begin Provided information
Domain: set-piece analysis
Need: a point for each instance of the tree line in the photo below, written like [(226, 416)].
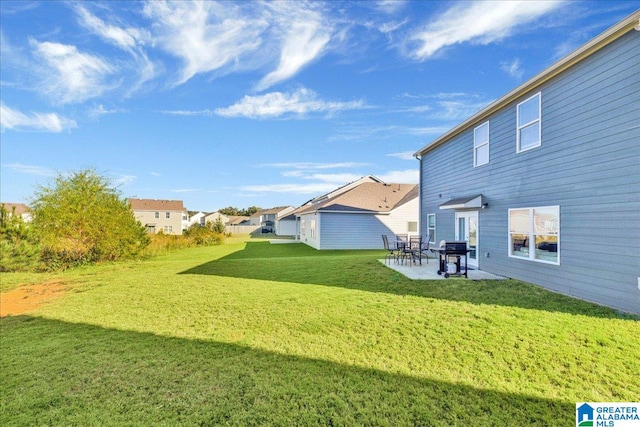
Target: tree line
[(82, 219)]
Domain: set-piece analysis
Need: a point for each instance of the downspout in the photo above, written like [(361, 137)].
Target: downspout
[(419, 158)]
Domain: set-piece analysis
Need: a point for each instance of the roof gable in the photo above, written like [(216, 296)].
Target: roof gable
[(156, 205), (368, 197)]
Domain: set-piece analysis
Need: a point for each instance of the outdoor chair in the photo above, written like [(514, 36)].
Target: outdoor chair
[(391, 251)]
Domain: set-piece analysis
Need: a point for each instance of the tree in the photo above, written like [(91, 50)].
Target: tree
[(82, 219), (19, 249)]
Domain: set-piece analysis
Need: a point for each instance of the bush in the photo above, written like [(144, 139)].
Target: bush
[(19, 250), (82, 219), (205, 236)]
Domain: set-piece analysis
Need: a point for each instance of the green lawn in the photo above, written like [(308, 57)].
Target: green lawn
[(257, 334)]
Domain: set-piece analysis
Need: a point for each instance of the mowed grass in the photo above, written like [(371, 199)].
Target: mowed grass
[(257, 334)]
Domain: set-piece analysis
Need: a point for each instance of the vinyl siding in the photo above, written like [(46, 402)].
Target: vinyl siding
[(588, 164), (362, 230)]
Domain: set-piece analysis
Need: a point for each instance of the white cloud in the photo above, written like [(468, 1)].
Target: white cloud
[(205, 112), (316, 166), (306, 35), (512, 68), (390, 6), (124, 180), (405, 155), (99, 110), (276, 104), (185, 190), (69, 75), (207, 36), (47, 122), (128, 39), (312, 188), (480, 22), (31, 170)]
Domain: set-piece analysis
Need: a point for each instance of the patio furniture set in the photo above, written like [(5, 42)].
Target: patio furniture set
[(412, 249)]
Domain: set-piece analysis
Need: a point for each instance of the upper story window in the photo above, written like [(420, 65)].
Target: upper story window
[(529, 123), (481, 145), (534, 234), (431, 227)]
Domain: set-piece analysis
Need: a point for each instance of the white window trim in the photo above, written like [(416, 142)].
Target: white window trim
[(531, 236), (524, 125), (432, 237), (477, 145)]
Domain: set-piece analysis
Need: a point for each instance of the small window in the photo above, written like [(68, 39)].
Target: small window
[(534, 234), (481, 145), (529, 124), (431, 227)]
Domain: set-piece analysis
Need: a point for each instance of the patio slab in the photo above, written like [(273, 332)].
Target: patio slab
[(430, 271)]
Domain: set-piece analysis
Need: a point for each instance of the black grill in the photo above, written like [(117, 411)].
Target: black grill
[(454, 248), (452, 252)]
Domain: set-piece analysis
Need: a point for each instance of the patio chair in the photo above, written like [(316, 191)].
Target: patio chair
[(391, 251)]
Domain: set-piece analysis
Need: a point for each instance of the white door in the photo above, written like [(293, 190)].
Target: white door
[(467, 230)]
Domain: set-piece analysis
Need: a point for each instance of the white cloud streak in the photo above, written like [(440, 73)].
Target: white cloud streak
[(130, 40), (513, 68), (31, 170), (479, 22), (306, 35), (276, 104), (46, 122), (70, 76), (207, 36), (315, 166), (405, 155)]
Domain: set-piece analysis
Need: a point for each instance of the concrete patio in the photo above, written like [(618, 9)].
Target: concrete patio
[(429, 271)]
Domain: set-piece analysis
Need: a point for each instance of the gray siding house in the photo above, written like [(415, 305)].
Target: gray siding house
[(544, 183)]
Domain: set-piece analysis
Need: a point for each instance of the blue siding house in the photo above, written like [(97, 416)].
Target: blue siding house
[(544, 183)]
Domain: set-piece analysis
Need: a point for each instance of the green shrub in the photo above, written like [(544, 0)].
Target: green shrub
[(82, 219), (19, 250)]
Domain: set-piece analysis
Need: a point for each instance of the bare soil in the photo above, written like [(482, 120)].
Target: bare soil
[(29, 297)]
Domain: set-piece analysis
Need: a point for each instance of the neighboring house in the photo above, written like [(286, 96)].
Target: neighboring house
[(168, 216), (356, 216), (544, 183), (213, 217), (18, 209), (266, 218), (238, 220), (197, 218)]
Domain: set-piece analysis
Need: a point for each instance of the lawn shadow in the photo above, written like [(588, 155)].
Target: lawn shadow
[(60, 371), (299, 263)]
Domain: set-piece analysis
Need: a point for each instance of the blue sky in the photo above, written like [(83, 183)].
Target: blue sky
[(259, 103)]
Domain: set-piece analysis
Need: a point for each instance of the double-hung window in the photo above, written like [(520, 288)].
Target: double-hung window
[(481, 145), (431, 227), (529, 124), (534, 234)]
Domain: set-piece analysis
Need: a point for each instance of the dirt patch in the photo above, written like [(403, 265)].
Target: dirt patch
[(27, 298)]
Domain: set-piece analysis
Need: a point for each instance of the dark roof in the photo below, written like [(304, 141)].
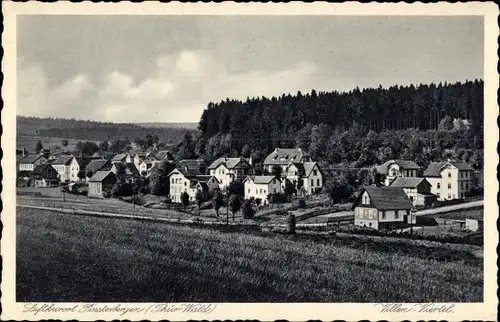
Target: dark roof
[(229, 163), (119, 157), (403, 164), (39, 168), (407, 182), (434, 168), (31, 158), (261, 179), (99, 176), (130, 168), (63, 160), (96, 165), (284, 156), (163, 155), (387, 198)]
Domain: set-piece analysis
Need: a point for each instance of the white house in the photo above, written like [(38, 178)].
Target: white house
[(226, 170), (397, 168), (30, 162), (383, 208), (418, 190), (283, 157), (449, 179), (183, 180), (306, 177), (67, 167), (259, 187)]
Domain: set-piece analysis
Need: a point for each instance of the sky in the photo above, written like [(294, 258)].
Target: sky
[(168, 68)]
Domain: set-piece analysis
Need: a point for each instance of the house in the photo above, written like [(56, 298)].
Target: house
[(397, 168), (283, 157), (186, 180), (97, 165), (449, 179), (226, 170), (164, 155), (193, 165), (119, 158), (128, 170), (29, 162), (45, 175), (133, 158), (381, 207), (67, 167), (418, 190), (259, 187), (100, 182), (306, 177)]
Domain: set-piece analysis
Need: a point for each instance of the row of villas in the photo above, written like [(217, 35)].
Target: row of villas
[(296, 168)]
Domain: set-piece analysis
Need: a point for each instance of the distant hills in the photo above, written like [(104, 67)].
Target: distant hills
[(191, 126), (100, 131)]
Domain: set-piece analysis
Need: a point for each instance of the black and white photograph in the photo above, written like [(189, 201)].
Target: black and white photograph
[(233, 158)]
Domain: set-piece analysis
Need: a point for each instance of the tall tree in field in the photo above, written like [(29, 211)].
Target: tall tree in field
[(277, 171), (199, 199), (235, 204), (38, 147), (185, 199), (217, 201), (159, 183)]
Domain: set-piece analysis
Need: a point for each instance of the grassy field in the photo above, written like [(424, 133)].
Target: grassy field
[(61, 258), (472, 213), (29, 142)]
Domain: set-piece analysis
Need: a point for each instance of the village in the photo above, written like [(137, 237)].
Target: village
[(399, 189)]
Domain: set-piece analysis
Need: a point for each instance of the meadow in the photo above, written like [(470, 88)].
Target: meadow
[(67, 258)]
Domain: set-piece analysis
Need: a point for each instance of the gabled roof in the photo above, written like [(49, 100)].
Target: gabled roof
[(434, 169), (96, 165), (40, 168), (387, 198), (284, 156), (403, 164), (261, 179), (119, 157), (129, 168), (163, 155), (407, 182), (229, 163), (99, 176), (31, 158), (63, 160), (205, 178)]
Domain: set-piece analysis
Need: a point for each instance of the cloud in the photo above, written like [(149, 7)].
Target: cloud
[(177, 91)]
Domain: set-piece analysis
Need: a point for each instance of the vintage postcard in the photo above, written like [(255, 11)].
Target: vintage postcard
[(202, 161)]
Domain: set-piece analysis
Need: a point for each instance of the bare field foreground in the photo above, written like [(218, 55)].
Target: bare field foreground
[(86, 259)]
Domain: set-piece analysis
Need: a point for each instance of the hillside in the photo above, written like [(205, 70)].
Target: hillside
[(359, 128), (93, 130)]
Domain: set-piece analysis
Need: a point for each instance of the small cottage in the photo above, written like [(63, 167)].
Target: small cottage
[(101, 181), (45, 175), (382, 208)]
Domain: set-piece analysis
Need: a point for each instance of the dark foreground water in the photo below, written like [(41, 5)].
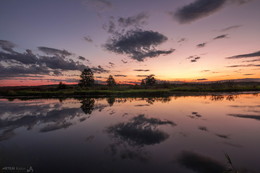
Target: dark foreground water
[(184, 134)]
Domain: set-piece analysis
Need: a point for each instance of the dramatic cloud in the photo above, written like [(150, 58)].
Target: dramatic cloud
[(221, 36), (120, 75), (141, 75), (137, 20), (249, 55), (253, 60), (24, 58), (193, 58), (181, 40), (99, 5), (197, 9), (143, 70), (138, 44), (22, 71), (7, 45), (230, 28), (247, 65), (111, 64), (14, 64), (202, 79), (52, 51), (201, 45), (123, 61), (82, 58), (205, 71), (200, 9), (88, 39), (99, 69)]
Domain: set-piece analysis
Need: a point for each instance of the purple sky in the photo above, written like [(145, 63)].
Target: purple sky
[(49, 41)]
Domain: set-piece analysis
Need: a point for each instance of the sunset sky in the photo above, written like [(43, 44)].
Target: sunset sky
[(48, 41)]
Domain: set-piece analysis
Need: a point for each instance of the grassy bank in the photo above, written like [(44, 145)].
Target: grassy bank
[(158, 90)]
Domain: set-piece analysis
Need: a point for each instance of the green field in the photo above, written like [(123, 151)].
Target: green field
[(126, 90)]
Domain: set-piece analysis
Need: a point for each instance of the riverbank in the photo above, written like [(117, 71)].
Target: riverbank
[(121, 91)]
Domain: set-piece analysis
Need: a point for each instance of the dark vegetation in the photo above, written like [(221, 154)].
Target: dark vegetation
[(148, 87)]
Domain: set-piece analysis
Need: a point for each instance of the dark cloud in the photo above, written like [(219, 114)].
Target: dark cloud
[(99, 69), (230, 28), (137, 20), (205, 71), (200, 164), (202, 79), (22, 71), (181, 40), (201, 45), (138, 44), (23, 58), (141, 75), (221, 36), (201, 8), (247, 65), (123, 61), (99, 5), (27, 64), (7, 45), (255, 117), (222, 136), (111, 64), (194, 58), (111, 26), (82, 58), (88, 39), (58, 62), (143, 70), (197, 9), (253, 60), (53, 51), (140, 131), (120, 75), (249, 55)]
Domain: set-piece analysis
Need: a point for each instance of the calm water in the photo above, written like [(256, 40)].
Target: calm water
[(170, 134)]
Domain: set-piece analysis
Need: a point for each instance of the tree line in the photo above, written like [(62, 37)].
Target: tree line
[(87, 79)]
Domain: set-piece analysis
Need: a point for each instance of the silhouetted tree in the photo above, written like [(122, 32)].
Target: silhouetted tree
[(111, 101), (111, 81), (87, 105), (87, 78), (143, 82), (149, 80)]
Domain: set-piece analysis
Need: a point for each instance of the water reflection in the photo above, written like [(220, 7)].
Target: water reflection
[(199, 163), (132, 134), (140, 131), (255, 117)]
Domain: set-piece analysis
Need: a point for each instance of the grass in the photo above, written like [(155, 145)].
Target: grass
[(121, 90)]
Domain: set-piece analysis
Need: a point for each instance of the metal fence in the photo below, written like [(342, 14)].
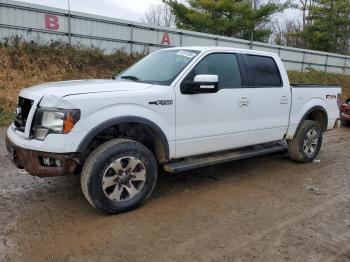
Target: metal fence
[(43, 24)]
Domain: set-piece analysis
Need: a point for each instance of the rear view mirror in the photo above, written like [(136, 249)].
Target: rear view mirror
[(201, 84)]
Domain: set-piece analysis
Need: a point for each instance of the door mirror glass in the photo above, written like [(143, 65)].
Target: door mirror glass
[(201, 84)]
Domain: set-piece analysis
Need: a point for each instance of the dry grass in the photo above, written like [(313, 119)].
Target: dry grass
[(24, 64)]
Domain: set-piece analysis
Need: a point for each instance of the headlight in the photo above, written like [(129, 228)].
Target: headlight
[(52, 120)]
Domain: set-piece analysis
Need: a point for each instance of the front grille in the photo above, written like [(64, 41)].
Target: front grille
[(22, 112)]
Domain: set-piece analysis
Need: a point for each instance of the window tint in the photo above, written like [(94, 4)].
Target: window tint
[(262, 71), (223, 65)]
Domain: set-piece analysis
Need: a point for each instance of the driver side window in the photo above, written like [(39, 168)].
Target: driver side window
[(225, 66)]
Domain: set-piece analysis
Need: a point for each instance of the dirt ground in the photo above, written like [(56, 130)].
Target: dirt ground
[(262, 209)]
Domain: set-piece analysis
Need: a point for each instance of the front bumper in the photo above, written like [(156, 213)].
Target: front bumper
[(31, 161)]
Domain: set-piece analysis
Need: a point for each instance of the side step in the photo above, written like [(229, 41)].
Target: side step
[(225, 156)]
end Provided information
● **Exercise requirements**
Rescale the part of the records that opens with the first line and closes with the line containing "[(419, 158)]". Reproduce every line, multiply each point coordinate in the answers by 0.75 and round it to a whole number (halves up), leave the coordinates after "written like" unchanged, and omit the picture.

● **Solution for this problem**
Domain: set-piece analysis
Need: a point for each instance of the tree line in the photo below, written like [(226, 416)].
Target: tree line
[(62, 164)]
Domain: set-piece analysis
Need: a point for each instance of the downspout in the photo above, written like [(361, 137)].
Target: downspout
[(314, 119)]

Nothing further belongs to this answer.